Keeping every character in place, output all the data.

Records provided>
———
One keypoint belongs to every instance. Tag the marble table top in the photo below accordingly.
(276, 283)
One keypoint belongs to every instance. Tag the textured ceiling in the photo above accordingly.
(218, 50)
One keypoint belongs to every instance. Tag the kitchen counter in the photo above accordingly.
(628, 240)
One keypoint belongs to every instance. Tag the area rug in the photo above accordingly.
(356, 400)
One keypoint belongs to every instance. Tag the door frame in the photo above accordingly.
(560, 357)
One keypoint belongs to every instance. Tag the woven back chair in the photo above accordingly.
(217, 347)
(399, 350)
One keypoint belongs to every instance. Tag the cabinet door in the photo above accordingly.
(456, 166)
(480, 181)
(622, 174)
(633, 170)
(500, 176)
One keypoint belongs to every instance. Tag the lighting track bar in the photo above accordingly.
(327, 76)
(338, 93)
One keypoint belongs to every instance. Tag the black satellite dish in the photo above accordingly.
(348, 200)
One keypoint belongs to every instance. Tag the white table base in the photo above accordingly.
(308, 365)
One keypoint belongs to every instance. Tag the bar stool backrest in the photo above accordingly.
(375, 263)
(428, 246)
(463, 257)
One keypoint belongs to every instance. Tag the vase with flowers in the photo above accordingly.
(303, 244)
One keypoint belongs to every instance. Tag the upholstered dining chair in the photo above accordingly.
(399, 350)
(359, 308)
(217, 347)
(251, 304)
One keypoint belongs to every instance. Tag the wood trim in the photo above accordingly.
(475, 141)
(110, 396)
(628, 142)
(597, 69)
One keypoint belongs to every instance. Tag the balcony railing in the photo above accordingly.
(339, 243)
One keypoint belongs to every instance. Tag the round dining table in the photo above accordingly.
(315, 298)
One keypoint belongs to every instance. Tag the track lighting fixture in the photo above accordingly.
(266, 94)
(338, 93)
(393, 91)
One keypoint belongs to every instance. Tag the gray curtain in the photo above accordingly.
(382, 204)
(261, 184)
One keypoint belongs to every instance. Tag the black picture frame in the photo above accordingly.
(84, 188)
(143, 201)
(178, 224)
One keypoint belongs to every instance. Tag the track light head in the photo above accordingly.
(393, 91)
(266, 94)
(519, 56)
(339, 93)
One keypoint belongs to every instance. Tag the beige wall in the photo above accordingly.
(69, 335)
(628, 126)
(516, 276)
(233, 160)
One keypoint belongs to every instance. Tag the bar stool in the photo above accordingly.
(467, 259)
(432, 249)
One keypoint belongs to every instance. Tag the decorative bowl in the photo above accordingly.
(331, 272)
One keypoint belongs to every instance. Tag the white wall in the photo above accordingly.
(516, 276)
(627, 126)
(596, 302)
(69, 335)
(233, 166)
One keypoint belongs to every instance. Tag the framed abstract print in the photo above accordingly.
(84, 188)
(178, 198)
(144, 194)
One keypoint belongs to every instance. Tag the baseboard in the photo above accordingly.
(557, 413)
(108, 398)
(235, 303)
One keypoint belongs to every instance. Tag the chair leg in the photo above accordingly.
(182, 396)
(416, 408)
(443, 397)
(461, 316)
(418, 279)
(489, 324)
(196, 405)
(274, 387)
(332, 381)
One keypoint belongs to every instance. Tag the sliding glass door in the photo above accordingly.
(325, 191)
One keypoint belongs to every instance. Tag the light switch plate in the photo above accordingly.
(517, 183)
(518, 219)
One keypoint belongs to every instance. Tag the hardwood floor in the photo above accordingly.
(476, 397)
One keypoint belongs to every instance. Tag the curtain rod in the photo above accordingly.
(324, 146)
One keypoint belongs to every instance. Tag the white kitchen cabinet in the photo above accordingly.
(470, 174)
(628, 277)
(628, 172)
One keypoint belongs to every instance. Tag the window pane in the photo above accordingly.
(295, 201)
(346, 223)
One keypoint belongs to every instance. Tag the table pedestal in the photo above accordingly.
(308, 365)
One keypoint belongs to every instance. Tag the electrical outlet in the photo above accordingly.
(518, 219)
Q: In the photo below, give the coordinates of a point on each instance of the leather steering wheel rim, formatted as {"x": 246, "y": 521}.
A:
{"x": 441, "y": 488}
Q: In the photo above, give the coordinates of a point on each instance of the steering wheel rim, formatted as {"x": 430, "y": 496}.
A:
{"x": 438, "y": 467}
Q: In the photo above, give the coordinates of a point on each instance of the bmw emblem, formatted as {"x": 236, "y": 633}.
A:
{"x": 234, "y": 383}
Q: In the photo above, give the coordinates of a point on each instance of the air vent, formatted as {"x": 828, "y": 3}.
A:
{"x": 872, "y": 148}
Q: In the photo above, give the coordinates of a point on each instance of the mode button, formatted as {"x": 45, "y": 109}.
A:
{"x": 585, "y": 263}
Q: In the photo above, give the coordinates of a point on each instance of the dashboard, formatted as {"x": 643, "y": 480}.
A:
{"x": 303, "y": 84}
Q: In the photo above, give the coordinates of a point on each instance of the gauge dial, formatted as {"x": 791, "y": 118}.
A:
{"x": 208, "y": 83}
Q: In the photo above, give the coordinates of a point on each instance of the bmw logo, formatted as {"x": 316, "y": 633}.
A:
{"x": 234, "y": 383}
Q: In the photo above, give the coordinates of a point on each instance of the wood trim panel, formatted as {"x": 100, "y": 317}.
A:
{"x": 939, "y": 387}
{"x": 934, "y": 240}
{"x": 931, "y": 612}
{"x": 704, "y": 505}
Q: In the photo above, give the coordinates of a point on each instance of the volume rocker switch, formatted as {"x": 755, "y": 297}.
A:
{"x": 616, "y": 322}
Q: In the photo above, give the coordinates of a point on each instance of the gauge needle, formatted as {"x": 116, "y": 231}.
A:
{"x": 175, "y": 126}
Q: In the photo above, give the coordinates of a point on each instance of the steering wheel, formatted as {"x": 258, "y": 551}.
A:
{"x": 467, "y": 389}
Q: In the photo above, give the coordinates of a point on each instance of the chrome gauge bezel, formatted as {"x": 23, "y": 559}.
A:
———
Answer to this exercise>
One keypoint belongs to every instance. Tag the marble table top in the photo below accordingly.
(276, 283)
One keypoint belongs to every instance. Tag the textured ceiling in the photo above accordingly.
(218, 50)
One keypoint belongs to every instance. Tag the kitchen counter in the photo above accordingly.
(628, 240)
One keypoint belongs to every instance. Tag the area rug in the photo above accordingly.
(356, 400)
One keypoint belongs to every instance. Tag the door frame in the photo above accordingly.
(560, 357)
One keypoint belongs to every instance. Tag the woven back chair in the photo above accordingly.
(217, 347)
(399, 350)
One keypoint belongs to every instance. Tag the cabinet door in the photo above accordingly.
(456, 166)
(480, 181)
(622, 174)
(633, 170)
(500, 176)
One keypoint belongs to every instance. Tag the lighting track bar in the photo above accordingly.
(327, 76)
(338, 93)
One keypoint belongs to every instance. Tag the black satellite dish in the photo above accordingly.
(348, 200)
One keypoint belongs to every instance. Tag the white table base in the photo above accordingly.
(308, 365)
One keypoint belongs to every instance. Tag the bar stool backrest in the photo above accordingly.
(375, 263)
(428, 246)
(463, 257)
One keypoint belongs to every instance. Tag the vase with flowers in the photo above accordingly.
(303, 244)
One keypoint belongs to every instance. Tag the upholstered dining chair in the photo above accordingly.
(399, 350)
(359, 308)
(217, 347)
(251, 304)
One keypoint belongs to every instance. Tag the wood trim in the photo above accordingly.
(475, 141)
(110, 396)
(628, 142)
(597, 69)
One keypoint belongs to every instance. Tag the balcony railing in the photo above accordingly.
(339, 243)
One keypoint belongs to every instance. Tag the round dining table in the photo above accordingly.
(315, 298)
One keypoint belongs to every instance. Tag the track lighting fixture in the photo above accordingly.
(266, 94)
(338, 93)
(393, 91)
One keypoint belongs to every instance. Tag the gray curtain in the photo above accordingly.
(382, 204)
(261, 184)
One keypoint belongs to every instance. Tag the black picture frame in the photo above accordingly.
(84, 188)
(143, 201)
(178, 224)
One keypoint belongs to every instance. Tag the track light head in the photo above accordingly.
(393, 91)
(266, 94)
(519, 56)
(339, 93)
One keypoint belongs to every instance. Tag the beige wall in the photo above accordingly.
(69, 335)
(628, 126)
(516, 276)
(233, 160)
One keypoint belongs to every instance. Tag the bar stool in the photo above accordingly.
(467, 259)
(432, 249)
One keypoint belongs to every instance. Tag the decorative bowl in the photo above accordingly.
(331, 272)
One keypoint belongs to every instance. Tag the white wall in the photo above accordingly.
(516, 276)
(627, 126)
(596, 302)
(69, 335)
(233, 166)
One keypoint belongs to every instance. Tag the framed abstract print in the photo above accordingly.
(84, 188)
(178, 198)
(144, 194)
One keypoint belongs to every instance. Tag the baseboard in the photo above accordingly.
(557, 413)
(108, 398)
(235, 303)
One keypoint belongs to every instance. Tag the chair leg in the photo above accordingly.
(182, 396)
(416, 408)
(443, 397)
(461, 316)
(418, 279)
(489, 324)
(196, 405)
(274, 387)
(332, 381)
One keypoint belongs to every instance. Tag the sliding glass door in the photo above accordingly.
(325, 191)
One keypoint belongs to every instance. Tag the light switch plate in the photo above accordingly.
(517, 183)
(518, 219)
One keypoint belongs to every instance. Tag the hardwood floor in the photo above accordingly.
(476, 397)
One keypoint belongs to every instance. Tag the curtain rod in the photo above accordingly.
(324, 146)
One keypoint belongs to every instance. Tag the white kitchen cabinet in the photo above accordingly.
(470, 174)
(628, 277)
(628, 172)
One keypoint belongs to every instance. Tag the window pane in the photo above accordingly.
(295, 201)
(346, 223)
One keypoint belongs to every instance. Tag the table pedestal in the photo above accordingly.
(308, 365)
One keypoint belongs to every instance. Tag the electrical outlet in the photo above accordingly.
(518, 219)
Q: In the photo below, give the coordinates of a point on each instance of the leather steering wheel rim, formatted as {"x": 246, "y": 521}.
A:
{"x": 441, "y": 488}
Q: In the photo above, give the coordinates of a point on each instance of the steering wheel rim, formatted as {"x": 430, "y": 496}.
A:
{"x": 438, "y": 467}
Q: In the photo above, give the coordinates of a point on each instance of the bmw emblem, formatted as {"x": 236, "y": 633}.
A:
{"x": 234, "y": 383}
Q: In the photo above, give the coordinates of a point on each instance of the air vent, formatted as {"x": 828, "y": 3}.
A:
{"x": 872, "y": 148}
Q: In the photo above, give the coordinates of a point on each instance of the mode button, formatted as {"x": 45, "y": 109}.
A:
{"x": 585, "y": 263}
Q: In the photo above, give the coordinates of a point on each instance of the dashboard, formatted as {"x": 643, "y": 480}.
A:
{"x": 303, "y": 84}
Q: In the photo above, give the coordinates of a point on each instance of the gauge dial, formatted as {"x": 791, "y": 118}.
A:
{"x": 208, "y": 83}
Q: In the photo above, give the coordinates of a point on each instance of the bmw logo, formatted as {"x": 316, "y": 633}.
A:
{"x": 234, "y": 383}
Q: In the photo above, give the coordinates of a point on each instance of the wood trim panel, formatted as {"x": 100, "y": 317}.
A:
{"x": 939, "y": 387}
{"x": 934, "y": 240}
{"x": 931, "y": 612}
{"x": 704, "y": 505}
Q: In the photo above, give the coordinates of a point on each instance of the volume rocker switch, formatted as {"x": 755, "y": 297}.
A:
{"x": 616, "y": 322}
Q: In the photo above, give the coordinates of a point on each instance of the gauge needle, formatted as {"x": 116, "y": 231}.
A:
{"x": 175, "y": 126}
Q: In the photo above, give the coordinates of a point on each instance of the steering wheel, formatted as {"x": 258, "y": 551}.
A:
{"x": 467, "y": 389}
Q: In the photo above, give the coordinates of a point on each instance of the chrome gauge bezel, formatted as {"x": 23, "y": 559}.
A:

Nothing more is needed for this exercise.